» **YOUR OBJECTIVE**
Could you return each line below without altering a word?

» **ENTRIES SHOWN**
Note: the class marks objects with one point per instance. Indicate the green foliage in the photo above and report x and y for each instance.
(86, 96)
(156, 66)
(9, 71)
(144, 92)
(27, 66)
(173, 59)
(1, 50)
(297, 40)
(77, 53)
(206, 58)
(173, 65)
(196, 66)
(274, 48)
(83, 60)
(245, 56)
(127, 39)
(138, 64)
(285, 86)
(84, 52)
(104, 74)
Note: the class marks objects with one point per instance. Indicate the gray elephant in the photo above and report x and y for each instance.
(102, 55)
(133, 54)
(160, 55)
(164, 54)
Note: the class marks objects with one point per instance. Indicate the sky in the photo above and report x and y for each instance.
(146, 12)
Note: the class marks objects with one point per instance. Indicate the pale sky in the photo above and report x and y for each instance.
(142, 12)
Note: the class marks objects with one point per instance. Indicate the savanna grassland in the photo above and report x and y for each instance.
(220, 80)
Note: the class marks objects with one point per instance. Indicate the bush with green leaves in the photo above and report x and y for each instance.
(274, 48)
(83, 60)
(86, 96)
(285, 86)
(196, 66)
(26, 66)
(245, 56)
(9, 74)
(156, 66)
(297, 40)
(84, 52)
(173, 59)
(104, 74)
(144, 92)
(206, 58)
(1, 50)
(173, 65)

» **RESULT OF THE TASK**
Note: the class marks objects with one point per instance. Indicate the green foliage in the photo above and report x and y for each instance.
(86, 96)
(156, 66)
(9, 71)
(144, 92)
(27, 66)
(173, 59)
(1, 50)
(297, 40)
(77, 53)
(206, 58)
(173, 65)
(196, 66)
(274, 48)
(83, 60)
(245, 56)
(127, 39)
(138, 64)
(285, 86)
(84, 52)
(104, 74)
Note: the class marks objects with one point per instance. Indicate the gray elephant in the photo above and report x and y for each instance.
(102, 55)
(133, 54)
(160, 55)
(164, 54)
Note: the class marks objects with one point per instance. Indicate the sky in the photo above and report x and y for each instance.
(146, 12)
Note: the class marks objects with one point per instance. Indicate the pale sky in the photo above and report x and y for each instance.
(142, 12)
Note: the class marks objects with one point per instance. Indicate the savanna grassland in the photo above and report x and y for each instance.
(220, 80)
Note: the class marks objects with one point per instance. Indicate the bush with green leaves in the photo above and report x and y for each instance.
(274, 48)
(83, 60)
(86, 96)
(285, 86)
(196, 66)
(26, 66)
(245, 56)
(9, 74)
(156, 66)
(297, 40)
(84, 52)
(173, 59)
(104, 74)
(144, 92)
(206, 58)
(1, 50)
(173, 65)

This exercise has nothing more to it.